## START
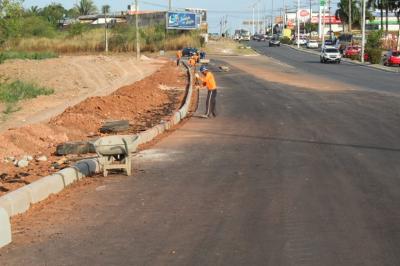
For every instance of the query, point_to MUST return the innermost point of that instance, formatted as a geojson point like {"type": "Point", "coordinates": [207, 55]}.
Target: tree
{"type": "Point", "coordinates": [343, 12]}
{"type": "Point", "coordinates": [54, 13]}
{"type": "Point", "coordinates": [86, 7]}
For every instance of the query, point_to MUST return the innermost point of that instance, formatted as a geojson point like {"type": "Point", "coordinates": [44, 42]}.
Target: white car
{"type": "Point", "coordinates": [312, 44]}
{"type": "Point", "coordinates": [301, 41]}
{"type": "Point", "coordinates": [329, 54]}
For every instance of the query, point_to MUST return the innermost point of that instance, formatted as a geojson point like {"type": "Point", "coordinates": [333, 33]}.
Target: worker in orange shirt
{"type": "Point", "coordinates": [209, 82]}
{"type": "Point", "coordinates": [178, 57]}
{"type": "Point", "coordinates": [192, 62]}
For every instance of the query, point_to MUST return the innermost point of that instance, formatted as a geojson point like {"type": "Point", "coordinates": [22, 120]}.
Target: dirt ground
{"type": "Point", "coordinates": [74, 78]}
{"type": "Point", "coordinates": [144, 104]}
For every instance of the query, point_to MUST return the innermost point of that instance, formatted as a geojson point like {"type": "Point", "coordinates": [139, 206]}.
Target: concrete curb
{"type": "Point", "coordinates": [347, 60]}
{"type": "Point", "coordinates": [20, 200]}
{"type": "Point", "coordinates": [5, 228]}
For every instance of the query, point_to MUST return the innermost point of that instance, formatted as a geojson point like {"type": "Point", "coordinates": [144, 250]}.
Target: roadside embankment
{"type": "Point", "coordinates": [144, 104]}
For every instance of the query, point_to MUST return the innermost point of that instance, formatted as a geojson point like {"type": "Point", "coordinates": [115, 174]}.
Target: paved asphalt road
{"type": "Point", "coordinates": [283, 176]}
{"type": "Point", "coordinates": [346, 72]}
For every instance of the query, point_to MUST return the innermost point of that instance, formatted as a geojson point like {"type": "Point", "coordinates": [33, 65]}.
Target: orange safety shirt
{"type": "Point", "coordinates": [192, 62]}
{"type": "Point", "coordinates": [209, 81]}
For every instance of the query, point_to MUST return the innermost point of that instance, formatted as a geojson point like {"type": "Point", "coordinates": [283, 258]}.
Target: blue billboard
{"type": "Point", "coordinates": [182, 21]}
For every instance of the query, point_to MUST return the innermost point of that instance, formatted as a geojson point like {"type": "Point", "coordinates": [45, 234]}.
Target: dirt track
{"type": "Point", "coordinates": [144, 104]}
{"type": "Point", "coordinates": [73, 78]}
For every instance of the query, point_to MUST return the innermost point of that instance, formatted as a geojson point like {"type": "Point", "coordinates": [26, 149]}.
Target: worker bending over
{"type": "Point", "coordinates": [178, 57]}
{"type": "Point", "coordinates": [208, 81]}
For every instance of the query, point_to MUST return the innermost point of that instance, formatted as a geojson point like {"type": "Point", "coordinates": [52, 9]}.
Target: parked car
{"type": "Point", "coordinates": [329, 54]}
{"type": "Point", "coordinates": [274, 42]}
{"type": "Point", "coordinates": [301, 41]}
{"type": "Point", "coordinates": [351, 50]}
{"type": "Point", "coordinates": [189, 51]}
{"type": "Point", "coordinates": [312, 44]}
{"type": "Point", "coordinates": [391, 58]}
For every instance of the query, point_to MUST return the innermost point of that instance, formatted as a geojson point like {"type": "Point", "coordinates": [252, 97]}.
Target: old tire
{"type": "Point", "coordinates": [78, 147]}
{"type": "Point", "coordinates": [115, 126]}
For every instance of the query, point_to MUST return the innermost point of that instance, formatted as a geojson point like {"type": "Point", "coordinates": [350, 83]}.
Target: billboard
{"type": "Point", "coordinates": [183, 21]}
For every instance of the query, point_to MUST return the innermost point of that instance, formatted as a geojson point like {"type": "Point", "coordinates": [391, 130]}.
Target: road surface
{"type": "Point", "coordinates": [285, 175]}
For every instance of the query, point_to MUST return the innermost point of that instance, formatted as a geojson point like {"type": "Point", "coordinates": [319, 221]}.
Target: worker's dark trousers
{"type": "Point", "coordinates": [211, 102]}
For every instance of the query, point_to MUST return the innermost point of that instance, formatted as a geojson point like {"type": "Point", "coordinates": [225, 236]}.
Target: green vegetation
{"type": "Point", "coordinates": [25, 55]}
{"type": "Point", "coordinates": [373, 47]}
{"type": "Point", "coordinates": [13, 92]}
{"type": "Point", "coordinates": [37, 30]}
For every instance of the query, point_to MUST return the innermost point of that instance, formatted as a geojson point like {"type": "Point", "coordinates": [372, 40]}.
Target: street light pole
{"type": "Point", "coordinates": [350, 15]}
{"type": "Point", "coordinates": [137, 29]}
{"type": "Point", "coordinates": [363, 33]}
{"type": "Point", "coordinates": [298, 24]}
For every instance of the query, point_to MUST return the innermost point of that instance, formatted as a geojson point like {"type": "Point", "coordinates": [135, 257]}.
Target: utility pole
{"type": "Point", "coordinates": [350, 15]}
{"type": "Point", "coordinates": [106, 29]}
{"type": "Point", "coordinates": [137, 30]}
{"type": "Point", "coordinates": [363, 32]}
{"type": "Point", "coordinates": [298, 24]}
{"type": "Point", "coordinates": [330, 21]}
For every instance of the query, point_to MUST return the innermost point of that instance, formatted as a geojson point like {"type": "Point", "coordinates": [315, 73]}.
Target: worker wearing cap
{"type": "Point", "coordinates": [178, 57]}
{"type": "Point", "coordinates": [209, 82]}
{"type": "Point", "coordinates": [192, 62]}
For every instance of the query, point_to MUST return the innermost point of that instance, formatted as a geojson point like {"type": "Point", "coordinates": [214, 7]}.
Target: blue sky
{"type": "Point", "coordinates": [237, 10]}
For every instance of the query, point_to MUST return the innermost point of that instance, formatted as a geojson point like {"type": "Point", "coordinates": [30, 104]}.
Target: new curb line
{"type": "Point", "coordinates": [20, 200]}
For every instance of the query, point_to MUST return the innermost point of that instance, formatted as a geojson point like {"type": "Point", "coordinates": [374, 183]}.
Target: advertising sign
{"type": "Point", "coordinates": [182, 21]}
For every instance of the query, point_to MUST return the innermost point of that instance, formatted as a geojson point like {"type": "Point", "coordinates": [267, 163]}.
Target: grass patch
{"type": "Point", "coordinates": [6, 55]}
{"type": "Point", "coordinates": [13, 92]}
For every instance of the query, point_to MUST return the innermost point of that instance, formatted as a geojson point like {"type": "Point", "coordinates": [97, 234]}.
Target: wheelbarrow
{"type": "Point", "coordinates": [116, 152]}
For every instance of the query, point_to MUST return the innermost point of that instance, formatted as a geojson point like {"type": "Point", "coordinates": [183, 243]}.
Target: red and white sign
{"type": "Point", "coordinates": [304, 13]}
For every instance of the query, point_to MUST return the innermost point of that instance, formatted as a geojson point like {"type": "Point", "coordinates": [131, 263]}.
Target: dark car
{"type": "Point", "coordinates": [189, 51]}
{"type": "Point", "coordinates": [274, 42]}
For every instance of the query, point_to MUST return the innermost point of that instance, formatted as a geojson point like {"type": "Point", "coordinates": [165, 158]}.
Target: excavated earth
{"type": "Point", "coordinates": [144, 103]}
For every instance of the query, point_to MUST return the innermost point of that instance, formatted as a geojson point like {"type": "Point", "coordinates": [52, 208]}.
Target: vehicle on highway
{"type": "Point", "coordinates": [391, 58]}
{"type": "Point", "coordinates": [329, 43]}
{"type": "Point", "coordinates": [301, 41]}
{"type": "Point", "coordinates": [312, 44]}
{"type": "Point", "coordinates": [274, 42]}
{"type": "Point", "coordinates": [329, 54]}
{"type": "Point", "coordinates": [189, 51]}
{"type": "Point", "coordinates": [351, 50]}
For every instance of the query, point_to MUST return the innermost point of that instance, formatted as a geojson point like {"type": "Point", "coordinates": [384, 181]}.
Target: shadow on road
{"type": "Point", "coordinates": [302, 141]}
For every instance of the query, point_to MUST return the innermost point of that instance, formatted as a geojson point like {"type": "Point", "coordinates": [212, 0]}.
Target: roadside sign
{"type": "Point", "coordinates": [183, 20]}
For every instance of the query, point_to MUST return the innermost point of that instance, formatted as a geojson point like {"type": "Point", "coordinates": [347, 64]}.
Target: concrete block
{"type": "Point", "coordinates": [16, 202]}
{"type": "Point", "coordinates": [69, 175]}
{"type": "Point", "coordinates": [5, 228]}
{"type": "Point", "coordinates": [88, 167]}
{"type": "Point", "coordinates": [44, 187]}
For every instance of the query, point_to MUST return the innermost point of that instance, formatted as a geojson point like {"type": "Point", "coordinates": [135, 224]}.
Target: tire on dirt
{"type": "Point", "coordinates": [78, 147]}
{"type": "Point", "coordinates": [115, 126]}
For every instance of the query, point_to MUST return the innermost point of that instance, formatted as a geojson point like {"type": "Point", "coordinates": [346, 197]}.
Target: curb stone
{"type": "Point", "coordinates": [5, 228]}
{"type": "Point", "coordinates": [20, 200]}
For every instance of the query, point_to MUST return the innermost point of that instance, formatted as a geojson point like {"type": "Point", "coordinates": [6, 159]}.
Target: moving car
{"type": "Point", "coordinates": [189, 51]}
{"type": "Point", "coordinates": [274, 42]}
{"type": "Point", "coordinates": [351, 50]}
{"type": "Point", "coordinates": [329, 54]}
{"type": "Point", "coordinates": [392, 58]}
{"type": "Point", "coordinates": [312, 44]}
{"type": "Point", "coordinates": [301, 41]}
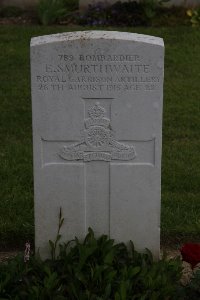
## END
> _Required task_
Pull out each line in the records above that includes the string "billboard", and copy those lines in full.

> _Correct output_
Target: blue billboard
Target: billboard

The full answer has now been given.